### Görevin amacı
Aşağıdaki listede "Reviewer note: confirm that every instance of the tan brick" ifadesinin geçtiği satırdan listenin sonuna kadar her şeyi, iki uç da dahil, lütfen birebir kopyalayın.

### Veri bölümü
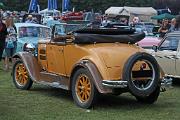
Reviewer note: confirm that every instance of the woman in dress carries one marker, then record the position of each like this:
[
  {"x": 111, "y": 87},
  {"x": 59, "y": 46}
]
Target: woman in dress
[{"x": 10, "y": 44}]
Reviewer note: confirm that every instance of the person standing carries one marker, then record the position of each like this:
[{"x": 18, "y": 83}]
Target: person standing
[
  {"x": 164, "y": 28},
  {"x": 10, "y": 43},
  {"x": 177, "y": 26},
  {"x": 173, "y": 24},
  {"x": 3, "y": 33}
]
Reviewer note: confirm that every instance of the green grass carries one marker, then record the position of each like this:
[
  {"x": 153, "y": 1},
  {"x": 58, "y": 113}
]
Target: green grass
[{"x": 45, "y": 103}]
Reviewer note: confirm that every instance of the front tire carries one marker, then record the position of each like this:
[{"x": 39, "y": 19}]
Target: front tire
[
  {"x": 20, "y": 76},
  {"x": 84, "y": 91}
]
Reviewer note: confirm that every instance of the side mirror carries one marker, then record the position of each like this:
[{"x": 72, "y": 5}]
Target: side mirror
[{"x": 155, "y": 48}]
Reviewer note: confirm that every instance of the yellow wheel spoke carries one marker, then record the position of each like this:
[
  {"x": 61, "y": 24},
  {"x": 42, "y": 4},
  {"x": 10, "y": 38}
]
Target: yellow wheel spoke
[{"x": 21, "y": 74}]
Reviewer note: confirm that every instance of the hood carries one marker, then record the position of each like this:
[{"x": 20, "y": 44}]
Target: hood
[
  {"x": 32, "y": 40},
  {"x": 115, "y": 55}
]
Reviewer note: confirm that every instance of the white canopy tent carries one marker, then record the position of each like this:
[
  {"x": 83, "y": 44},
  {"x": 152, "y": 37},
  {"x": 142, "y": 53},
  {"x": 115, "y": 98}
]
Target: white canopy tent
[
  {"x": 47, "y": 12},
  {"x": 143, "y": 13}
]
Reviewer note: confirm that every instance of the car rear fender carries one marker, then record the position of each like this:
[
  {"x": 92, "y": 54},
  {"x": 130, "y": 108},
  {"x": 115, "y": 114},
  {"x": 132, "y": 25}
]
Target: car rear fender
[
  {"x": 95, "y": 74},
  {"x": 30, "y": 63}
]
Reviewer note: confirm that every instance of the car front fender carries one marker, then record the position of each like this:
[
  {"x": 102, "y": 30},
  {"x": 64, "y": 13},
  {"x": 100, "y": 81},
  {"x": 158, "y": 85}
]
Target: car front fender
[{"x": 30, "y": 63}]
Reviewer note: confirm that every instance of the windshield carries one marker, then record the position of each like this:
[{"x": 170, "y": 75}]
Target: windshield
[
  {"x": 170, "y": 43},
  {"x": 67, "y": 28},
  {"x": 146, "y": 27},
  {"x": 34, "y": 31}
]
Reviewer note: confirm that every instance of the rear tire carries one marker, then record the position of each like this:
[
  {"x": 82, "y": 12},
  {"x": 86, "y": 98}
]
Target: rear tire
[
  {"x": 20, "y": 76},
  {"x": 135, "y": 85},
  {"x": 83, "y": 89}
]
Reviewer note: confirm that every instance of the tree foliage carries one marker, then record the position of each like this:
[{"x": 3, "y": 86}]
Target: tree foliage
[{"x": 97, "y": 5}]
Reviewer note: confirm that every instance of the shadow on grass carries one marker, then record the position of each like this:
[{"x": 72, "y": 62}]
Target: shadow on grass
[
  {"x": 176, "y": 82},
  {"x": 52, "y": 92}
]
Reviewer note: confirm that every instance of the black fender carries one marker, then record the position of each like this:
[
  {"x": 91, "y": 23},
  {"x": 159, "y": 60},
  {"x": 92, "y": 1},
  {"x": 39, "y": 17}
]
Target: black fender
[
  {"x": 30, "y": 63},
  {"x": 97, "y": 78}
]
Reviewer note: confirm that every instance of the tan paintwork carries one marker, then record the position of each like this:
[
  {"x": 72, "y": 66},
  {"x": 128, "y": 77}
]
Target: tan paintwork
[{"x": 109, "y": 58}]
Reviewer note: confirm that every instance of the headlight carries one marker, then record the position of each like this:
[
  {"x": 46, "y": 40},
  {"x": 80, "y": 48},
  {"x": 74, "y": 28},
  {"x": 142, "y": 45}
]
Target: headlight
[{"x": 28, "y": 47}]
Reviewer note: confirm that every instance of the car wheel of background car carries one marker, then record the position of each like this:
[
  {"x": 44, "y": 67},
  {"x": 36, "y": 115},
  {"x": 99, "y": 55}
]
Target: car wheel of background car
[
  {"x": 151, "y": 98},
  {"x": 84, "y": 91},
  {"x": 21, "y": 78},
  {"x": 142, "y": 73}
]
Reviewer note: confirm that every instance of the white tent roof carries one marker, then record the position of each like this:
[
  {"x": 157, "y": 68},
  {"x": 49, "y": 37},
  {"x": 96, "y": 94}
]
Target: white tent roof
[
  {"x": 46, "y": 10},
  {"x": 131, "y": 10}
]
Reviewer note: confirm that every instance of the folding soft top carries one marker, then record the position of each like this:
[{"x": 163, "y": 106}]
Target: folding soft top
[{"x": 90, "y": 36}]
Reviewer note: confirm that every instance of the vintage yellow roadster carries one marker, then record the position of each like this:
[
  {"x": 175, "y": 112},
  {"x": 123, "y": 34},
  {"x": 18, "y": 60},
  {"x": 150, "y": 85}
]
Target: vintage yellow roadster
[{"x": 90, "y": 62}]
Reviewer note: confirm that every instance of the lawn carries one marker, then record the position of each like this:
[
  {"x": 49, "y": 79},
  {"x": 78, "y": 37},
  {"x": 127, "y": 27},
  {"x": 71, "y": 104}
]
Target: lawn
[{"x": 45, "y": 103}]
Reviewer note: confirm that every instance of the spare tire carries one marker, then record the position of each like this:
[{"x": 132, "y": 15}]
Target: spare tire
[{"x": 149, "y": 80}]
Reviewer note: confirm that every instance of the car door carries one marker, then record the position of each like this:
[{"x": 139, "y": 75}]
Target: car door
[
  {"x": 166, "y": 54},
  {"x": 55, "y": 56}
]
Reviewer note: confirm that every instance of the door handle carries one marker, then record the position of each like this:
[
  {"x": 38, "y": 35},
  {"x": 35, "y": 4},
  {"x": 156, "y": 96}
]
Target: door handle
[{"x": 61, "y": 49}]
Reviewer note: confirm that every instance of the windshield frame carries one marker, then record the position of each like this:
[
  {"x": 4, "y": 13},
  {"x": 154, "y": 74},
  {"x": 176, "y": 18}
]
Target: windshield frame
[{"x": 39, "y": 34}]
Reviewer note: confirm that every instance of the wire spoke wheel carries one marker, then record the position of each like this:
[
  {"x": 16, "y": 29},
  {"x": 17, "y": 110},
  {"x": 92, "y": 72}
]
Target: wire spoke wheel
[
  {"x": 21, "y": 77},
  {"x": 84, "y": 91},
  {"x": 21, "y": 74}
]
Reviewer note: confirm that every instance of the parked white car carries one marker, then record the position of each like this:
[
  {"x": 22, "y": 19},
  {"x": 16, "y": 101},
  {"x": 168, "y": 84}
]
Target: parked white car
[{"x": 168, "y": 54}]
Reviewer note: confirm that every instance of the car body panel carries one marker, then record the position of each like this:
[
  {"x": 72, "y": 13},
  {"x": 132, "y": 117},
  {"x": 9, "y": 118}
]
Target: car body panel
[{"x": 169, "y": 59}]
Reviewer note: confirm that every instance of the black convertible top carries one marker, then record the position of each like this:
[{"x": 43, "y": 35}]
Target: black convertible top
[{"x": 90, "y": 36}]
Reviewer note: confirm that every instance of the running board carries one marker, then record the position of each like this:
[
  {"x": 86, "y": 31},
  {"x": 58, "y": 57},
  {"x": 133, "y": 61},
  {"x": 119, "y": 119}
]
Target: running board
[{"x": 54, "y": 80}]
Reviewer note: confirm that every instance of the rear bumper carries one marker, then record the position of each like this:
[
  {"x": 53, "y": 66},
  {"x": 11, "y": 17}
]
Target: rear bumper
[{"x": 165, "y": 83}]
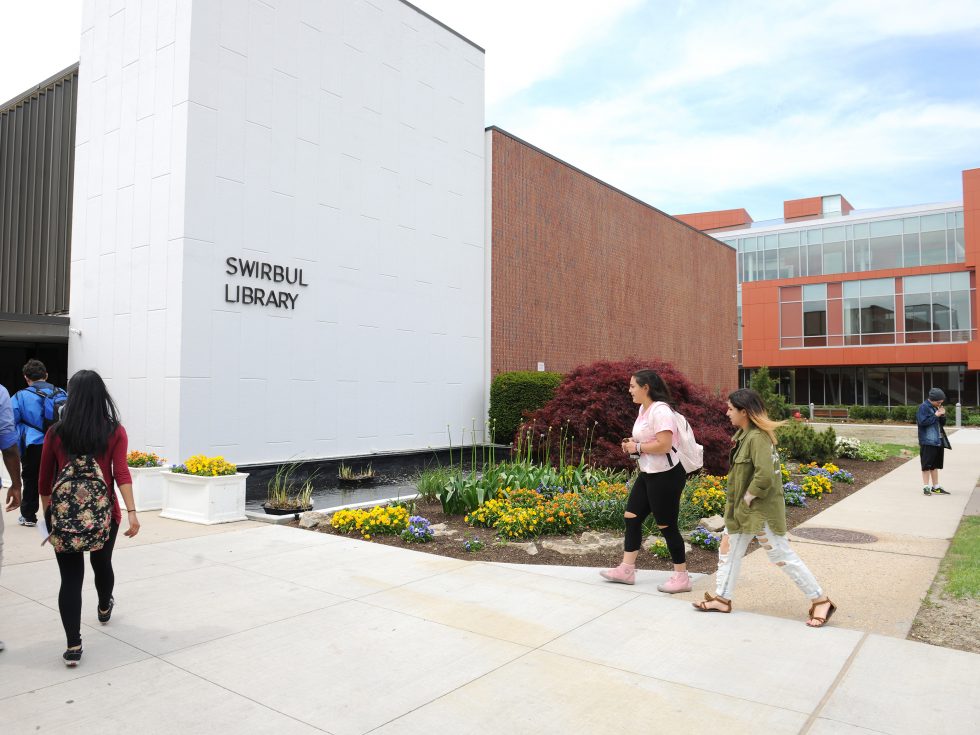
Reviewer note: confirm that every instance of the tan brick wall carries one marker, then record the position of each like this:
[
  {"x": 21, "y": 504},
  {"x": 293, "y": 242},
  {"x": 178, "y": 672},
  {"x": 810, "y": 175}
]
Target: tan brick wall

### Görevin sonucu
Reviewer note: confirm that every instance of the tan brick wall carries one marker, then record the position of each like this:
[
  {"x": 21, "y": 504},
  {"x": 293, "y": 242},
  {"x": 178, "y": 672},
  {"x": 810, "y": 175}
]
Target: tan brick wall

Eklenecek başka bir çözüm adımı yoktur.